● Page extract
:::
Although we all have great intensions, sometimes mistakes are made when caring for our dogs. These mistakes can seem harmless; however can be very critical for our pup. The following is a list of the most common mistakes dog owners make.
Dog Health Mistake 1: Not Getting Preventive Care
Although annual exams may coincide with needed vaccinations, simply getting your dog vaccinated isn’t the same as a full physical exam. Among other things, a comprehensive checkup may include:
- Blood work
- A fecal examination for intestinal parasites
- Examination of a dog’s gums, heart, lungs, teeth, eyes, and ears
Talk to your veterinarian to learn more.
Dog Health Mistake 2: Neglecting Dental Care
As on human teeth, plaque forms on a dog’s teeth after eating. If left alone, the plaque builds, causing inflammation, decay, and eventually bone and tooth loss. And while this silent war goes on in your dog’s mouth, she’s probably experiencing pain you don’t notice because dogs, like cats, instinctively hide pain.
Gum disease is actually five times as common in dogs as in people. But it’s easy to prevent and to treat with dental care that includes:
- Daily brushings
- Good quality food
- Regular oral X-rays, exams, and cleanings
- Safe, teeth-cleaning treats and chew toys
Dog Health Mistake 3: Overfeeding
It can be difficult enough to balance our own diets, much less that of our dogs. So talk to your vet, who will help you select a good, high-quality food for your dog and give you tips on exercise and treats. That’s right — you don’t have to stop sharing occasional goodies with your pooch, as long as 90% to 95% of your dog’s diet is healthy and well balanced.
Dog Health Mistake 4: Sharing Medication
Non-steroidal anti-inflammatory drugs (NSAIDs), such as ibuprofen, are the most common cause of pet poisoning in small animals, according to the ASPCA. Even small doses can be toxic. Antidepressants, muscle relaxers, decongestants, vitamin D derivatives, oral diabetes treatments, and other common human drugs can all pose risks to pets, from seizures to coma to death.
:::
● Task set
**A)** According to the article on dog health mistakes, how common is gum disease in dogs compared with people?
**B)** From the article on dog health mistakes, extract the passage starting at "Although we all" and ending at "dog owners make.".
The entries that come next are separate material.

● Stored data entries
:::
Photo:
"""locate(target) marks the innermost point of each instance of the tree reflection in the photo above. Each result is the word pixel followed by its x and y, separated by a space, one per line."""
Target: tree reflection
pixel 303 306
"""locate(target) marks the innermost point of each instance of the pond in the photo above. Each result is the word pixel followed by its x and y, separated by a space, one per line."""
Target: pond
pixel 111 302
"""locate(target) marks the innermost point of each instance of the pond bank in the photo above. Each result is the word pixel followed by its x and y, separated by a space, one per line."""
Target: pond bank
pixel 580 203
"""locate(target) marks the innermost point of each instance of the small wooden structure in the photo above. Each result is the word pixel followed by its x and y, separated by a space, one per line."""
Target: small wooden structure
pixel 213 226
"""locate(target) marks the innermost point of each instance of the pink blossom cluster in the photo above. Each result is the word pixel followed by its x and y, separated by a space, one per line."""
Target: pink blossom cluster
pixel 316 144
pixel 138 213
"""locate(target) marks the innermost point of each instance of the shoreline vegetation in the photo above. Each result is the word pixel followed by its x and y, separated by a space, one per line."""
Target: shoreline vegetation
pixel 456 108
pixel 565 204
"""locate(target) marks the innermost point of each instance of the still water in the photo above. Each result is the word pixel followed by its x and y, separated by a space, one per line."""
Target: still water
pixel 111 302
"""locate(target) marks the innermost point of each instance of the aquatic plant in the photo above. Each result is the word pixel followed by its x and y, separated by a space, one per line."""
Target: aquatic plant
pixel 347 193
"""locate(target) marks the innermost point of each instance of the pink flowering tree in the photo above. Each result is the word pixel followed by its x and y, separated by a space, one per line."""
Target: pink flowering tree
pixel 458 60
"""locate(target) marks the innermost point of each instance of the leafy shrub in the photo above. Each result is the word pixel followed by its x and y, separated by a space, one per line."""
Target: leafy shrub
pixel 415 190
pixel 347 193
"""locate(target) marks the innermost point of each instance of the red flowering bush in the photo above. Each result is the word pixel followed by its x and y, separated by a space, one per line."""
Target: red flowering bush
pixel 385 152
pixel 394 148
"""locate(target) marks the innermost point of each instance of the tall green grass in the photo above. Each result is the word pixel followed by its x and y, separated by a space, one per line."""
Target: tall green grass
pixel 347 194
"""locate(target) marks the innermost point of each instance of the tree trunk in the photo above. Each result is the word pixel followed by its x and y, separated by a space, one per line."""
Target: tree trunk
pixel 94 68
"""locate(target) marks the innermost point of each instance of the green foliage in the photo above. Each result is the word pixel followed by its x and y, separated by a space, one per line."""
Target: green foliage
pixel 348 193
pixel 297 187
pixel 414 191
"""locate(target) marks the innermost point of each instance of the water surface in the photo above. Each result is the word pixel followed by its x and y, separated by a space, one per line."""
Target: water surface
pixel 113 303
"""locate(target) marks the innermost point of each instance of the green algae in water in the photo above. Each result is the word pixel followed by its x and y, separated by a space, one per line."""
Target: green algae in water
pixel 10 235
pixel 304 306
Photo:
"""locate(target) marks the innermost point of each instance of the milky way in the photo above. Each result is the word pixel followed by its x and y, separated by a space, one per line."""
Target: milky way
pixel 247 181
:::
● Task-by-task outputs
**A)** Gum disease is five times as common in dogs as in people.

**B)**
Although we all have great intensions, sometimes mistakes are made when caring for our dogs. These mistakes can seem harmless; however can be very critical for our pup. The following is a list of the most common mistakes dog owners make.